▶ _YOUR INSTRUCTIONS_: The lines below that include "jersey" are to be found and copied.

(Collection entries)
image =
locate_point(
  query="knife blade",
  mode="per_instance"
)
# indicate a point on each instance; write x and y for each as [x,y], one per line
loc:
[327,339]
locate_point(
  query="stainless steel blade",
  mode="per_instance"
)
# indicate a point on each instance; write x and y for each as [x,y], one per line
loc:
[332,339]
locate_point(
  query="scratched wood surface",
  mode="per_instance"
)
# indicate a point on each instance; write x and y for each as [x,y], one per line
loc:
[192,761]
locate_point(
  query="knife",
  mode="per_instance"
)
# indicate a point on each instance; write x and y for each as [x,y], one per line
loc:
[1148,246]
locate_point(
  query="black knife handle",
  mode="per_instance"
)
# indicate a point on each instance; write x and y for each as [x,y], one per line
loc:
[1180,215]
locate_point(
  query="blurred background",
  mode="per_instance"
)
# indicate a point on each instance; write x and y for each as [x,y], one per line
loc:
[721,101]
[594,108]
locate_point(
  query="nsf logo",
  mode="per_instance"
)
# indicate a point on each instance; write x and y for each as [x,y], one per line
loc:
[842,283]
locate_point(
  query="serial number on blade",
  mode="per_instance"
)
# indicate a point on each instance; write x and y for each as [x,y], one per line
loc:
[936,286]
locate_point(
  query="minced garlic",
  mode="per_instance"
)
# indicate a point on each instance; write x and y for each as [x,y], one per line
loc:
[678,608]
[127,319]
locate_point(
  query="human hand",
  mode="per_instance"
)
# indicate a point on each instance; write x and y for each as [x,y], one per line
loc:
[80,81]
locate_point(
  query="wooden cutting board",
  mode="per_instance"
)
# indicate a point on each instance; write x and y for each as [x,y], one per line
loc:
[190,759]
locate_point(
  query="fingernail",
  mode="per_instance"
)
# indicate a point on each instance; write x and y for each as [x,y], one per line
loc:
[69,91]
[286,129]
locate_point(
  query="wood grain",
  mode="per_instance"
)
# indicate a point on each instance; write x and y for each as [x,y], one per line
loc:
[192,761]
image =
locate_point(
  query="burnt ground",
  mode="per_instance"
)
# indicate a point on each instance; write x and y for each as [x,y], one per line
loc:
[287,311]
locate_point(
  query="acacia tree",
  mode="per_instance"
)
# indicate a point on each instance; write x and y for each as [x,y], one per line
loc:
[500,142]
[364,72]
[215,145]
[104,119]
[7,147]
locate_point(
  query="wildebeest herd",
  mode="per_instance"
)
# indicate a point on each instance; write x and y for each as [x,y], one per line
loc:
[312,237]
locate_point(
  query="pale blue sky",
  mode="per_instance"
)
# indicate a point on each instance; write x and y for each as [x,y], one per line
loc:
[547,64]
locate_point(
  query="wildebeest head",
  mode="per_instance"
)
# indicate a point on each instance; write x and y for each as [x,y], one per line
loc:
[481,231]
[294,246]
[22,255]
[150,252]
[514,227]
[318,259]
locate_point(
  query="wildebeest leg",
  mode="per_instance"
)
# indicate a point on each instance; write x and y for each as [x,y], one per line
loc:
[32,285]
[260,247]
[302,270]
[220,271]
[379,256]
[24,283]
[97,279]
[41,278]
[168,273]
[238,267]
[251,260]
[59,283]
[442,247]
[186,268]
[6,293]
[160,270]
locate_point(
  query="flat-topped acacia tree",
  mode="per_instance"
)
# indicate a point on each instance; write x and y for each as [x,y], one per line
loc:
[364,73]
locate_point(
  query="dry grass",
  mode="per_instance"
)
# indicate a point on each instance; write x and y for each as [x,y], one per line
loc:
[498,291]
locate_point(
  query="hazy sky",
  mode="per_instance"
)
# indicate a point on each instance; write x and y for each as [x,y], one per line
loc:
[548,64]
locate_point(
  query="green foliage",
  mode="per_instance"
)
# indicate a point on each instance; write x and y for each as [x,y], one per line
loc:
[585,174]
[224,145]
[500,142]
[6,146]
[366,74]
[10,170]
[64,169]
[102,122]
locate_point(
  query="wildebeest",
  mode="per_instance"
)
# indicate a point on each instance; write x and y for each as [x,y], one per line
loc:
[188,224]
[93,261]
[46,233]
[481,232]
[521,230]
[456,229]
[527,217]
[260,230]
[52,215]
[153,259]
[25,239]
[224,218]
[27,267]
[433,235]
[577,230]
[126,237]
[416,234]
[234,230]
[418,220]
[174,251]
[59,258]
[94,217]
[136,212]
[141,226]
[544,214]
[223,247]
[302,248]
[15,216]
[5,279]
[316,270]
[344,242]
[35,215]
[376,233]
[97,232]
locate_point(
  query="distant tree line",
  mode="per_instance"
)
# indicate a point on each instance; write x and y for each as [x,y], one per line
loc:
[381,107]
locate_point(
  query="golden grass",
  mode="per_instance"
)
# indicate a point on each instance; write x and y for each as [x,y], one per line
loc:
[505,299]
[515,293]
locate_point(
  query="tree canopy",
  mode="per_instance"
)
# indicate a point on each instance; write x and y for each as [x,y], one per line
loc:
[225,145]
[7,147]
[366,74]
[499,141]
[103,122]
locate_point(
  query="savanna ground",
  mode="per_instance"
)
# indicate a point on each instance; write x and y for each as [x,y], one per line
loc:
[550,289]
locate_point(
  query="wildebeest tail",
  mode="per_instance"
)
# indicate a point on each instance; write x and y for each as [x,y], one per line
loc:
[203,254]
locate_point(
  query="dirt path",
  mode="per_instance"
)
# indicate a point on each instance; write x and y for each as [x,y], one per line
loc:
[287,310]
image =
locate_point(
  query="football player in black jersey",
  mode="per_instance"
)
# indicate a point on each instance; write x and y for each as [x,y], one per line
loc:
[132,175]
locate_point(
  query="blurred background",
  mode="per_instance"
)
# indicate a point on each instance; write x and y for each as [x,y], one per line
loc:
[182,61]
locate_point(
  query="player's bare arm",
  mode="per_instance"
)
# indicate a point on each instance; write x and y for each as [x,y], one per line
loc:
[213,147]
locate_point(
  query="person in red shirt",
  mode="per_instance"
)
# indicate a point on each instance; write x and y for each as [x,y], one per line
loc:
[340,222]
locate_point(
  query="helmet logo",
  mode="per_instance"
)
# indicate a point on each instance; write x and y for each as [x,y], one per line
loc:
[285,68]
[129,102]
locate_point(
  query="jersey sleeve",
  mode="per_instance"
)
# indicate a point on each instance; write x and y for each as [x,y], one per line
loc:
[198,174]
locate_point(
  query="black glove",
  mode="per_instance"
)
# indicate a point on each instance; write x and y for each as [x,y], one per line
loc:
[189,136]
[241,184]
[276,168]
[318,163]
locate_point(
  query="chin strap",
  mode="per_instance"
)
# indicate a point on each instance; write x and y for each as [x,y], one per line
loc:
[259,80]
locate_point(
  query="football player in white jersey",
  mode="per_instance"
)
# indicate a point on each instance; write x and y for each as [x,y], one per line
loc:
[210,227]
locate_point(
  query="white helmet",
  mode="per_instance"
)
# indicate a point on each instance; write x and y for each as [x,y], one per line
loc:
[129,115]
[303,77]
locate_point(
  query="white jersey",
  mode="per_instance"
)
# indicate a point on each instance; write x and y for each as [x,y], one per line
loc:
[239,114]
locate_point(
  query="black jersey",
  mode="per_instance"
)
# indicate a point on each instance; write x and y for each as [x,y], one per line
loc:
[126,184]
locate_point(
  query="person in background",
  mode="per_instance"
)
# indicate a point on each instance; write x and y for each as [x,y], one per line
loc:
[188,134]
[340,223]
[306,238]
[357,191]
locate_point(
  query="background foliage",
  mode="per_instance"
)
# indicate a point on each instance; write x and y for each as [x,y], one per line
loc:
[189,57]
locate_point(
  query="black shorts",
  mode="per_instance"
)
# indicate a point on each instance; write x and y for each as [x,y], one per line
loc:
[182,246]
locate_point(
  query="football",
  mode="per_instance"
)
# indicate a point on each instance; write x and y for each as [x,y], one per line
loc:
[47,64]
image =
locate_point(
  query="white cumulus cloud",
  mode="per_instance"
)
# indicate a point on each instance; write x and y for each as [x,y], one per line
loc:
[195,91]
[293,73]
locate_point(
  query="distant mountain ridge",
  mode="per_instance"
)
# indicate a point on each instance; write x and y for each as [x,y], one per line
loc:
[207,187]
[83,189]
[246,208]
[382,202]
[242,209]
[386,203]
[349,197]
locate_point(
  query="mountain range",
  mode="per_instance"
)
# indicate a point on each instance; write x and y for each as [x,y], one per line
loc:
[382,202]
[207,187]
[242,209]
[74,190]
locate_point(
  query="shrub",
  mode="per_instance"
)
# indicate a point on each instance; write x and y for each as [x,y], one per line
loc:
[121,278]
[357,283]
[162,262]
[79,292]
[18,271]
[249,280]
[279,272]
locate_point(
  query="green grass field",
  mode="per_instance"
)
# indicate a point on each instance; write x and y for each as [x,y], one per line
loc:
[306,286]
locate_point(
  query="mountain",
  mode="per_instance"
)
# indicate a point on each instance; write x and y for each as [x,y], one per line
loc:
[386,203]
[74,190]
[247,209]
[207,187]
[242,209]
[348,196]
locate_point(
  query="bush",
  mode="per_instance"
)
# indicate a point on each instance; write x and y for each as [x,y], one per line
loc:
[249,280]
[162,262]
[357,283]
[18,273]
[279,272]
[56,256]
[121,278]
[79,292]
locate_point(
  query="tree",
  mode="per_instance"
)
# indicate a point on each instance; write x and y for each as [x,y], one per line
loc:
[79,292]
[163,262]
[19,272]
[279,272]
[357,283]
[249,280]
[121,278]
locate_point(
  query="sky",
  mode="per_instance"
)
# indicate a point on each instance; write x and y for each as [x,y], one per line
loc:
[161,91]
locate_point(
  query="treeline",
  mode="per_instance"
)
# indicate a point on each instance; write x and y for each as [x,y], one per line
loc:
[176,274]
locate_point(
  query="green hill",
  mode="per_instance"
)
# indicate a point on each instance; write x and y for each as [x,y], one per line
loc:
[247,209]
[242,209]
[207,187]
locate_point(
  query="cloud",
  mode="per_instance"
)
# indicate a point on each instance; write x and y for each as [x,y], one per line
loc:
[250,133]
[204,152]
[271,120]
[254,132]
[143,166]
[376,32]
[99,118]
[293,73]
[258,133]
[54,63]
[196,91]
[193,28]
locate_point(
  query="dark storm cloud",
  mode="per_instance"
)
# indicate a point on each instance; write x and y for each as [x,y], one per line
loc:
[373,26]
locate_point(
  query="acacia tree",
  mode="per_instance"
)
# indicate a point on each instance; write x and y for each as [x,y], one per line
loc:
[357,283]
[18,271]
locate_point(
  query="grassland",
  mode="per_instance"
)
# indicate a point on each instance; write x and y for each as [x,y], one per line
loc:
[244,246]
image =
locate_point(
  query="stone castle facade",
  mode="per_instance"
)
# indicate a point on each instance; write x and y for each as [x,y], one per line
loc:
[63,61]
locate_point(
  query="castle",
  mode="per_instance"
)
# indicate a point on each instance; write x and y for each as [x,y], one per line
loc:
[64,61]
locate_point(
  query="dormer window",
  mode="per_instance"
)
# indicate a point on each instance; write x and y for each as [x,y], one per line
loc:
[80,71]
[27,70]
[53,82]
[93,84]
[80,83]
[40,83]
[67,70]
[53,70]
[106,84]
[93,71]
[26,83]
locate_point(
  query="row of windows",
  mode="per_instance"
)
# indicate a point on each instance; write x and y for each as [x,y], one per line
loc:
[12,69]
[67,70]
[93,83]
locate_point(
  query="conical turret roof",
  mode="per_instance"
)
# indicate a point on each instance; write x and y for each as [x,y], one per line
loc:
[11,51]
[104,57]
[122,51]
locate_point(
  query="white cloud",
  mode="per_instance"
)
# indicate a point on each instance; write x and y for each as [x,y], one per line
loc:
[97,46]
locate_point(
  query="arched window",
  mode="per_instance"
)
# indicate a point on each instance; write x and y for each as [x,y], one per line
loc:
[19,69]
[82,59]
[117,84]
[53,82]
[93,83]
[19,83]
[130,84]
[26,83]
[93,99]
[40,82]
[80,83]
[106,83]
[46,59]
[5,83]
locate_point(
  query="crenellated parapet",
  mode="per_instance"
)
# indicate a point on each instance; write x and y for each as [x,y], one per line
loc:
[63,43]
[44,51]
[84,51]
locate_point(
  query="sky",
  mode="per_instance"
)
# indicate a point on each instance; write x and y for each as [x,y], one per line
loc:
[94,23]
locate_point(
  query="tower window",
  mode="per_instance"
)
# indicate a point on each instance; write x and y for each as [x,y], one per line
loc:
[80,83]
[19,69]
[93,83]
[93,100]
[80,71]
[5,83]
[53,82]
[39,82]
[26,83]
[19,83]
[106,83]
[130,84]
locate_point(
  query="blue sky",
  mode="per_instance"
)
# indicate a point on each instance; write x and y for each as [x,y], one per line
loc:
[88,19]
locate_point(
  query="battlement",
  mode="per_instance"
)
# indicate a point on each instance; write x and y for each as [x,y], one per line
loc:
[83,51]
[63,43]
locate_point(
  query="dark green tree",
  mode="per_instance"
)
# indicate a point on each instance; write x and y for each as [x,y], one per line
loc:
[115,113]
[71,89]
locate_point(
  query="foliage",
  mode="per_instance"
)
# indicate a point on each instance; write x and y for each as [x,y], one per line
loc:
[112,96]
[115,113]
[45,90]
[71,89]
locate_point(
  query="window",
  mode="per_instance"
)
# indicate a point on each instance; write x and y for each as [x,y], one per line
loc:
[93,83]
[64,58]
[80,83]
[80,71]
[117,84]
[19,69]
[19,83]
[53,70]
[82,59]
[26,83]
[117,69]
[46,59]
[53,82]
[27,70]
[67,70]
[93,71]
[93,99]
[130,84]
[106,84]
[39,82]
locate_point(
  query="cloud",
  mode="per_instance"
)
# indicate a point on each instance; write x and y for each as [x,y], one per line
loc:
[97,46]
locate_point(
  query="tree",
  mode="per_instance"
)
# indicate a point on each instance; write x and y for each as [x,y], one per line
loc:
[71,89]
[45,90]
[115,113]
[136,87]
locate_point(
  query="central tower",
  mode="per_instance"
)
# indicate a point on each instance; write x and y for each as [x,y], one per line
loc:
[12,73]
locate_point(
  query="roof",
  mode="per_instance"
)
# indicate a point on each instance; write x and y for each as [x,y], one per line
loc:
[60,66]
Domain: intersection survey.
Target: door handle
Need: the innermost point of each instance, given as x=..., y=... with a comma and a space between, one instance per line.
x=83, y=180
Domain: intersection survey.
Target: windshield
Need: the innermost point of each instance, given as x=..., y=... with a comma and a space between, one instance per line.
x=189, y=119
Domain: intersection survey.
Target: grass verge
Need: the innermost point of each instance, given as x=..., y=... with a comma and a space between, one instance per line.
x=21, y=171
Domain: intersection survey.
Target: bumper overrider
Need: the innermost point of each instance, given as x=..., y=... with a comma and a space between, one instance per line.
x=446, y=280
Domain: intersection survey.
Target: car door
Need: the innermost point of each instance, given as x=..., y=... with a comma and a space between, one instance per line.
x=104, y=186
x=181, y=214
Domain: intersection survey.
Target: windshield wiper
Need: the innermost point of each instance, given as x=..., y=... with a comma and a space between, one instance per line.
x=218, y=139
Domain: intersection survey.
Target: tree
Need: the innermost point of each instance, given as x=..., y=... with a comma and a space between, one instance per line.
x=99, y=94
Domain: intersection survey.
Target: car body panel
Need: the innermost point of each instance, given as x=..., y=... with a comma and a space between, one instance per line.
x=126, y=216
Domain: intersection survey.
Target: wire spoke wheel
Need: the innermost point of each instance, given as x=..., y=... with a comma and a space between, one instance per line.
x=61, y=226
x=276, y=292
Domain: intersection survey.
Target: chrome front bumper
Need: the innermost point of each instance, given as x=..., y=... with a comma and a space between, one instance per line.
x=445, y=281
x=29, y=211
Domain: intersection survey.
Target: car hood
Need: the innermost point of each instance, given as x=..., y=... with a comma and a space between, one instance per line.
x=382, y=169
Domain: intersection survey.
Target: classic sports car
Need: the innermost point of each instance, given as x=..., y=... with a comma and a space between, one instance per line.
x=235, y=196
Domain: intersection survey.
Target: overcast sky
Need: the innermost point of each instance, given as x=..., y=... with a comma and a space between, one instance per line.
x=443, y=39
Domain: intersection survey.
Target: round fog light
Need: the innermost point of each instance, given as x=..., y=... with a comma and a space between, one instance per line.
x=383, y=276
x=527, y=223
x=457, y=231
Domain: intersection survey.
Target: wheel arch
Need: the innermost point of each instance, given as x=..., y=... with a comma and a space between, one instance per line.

▶ _RESULT_:
  query="football player in black jersey",
  query="jersey sleeve",
  query="football player in white jersey",
  query="white jersey",
  query="black jersey",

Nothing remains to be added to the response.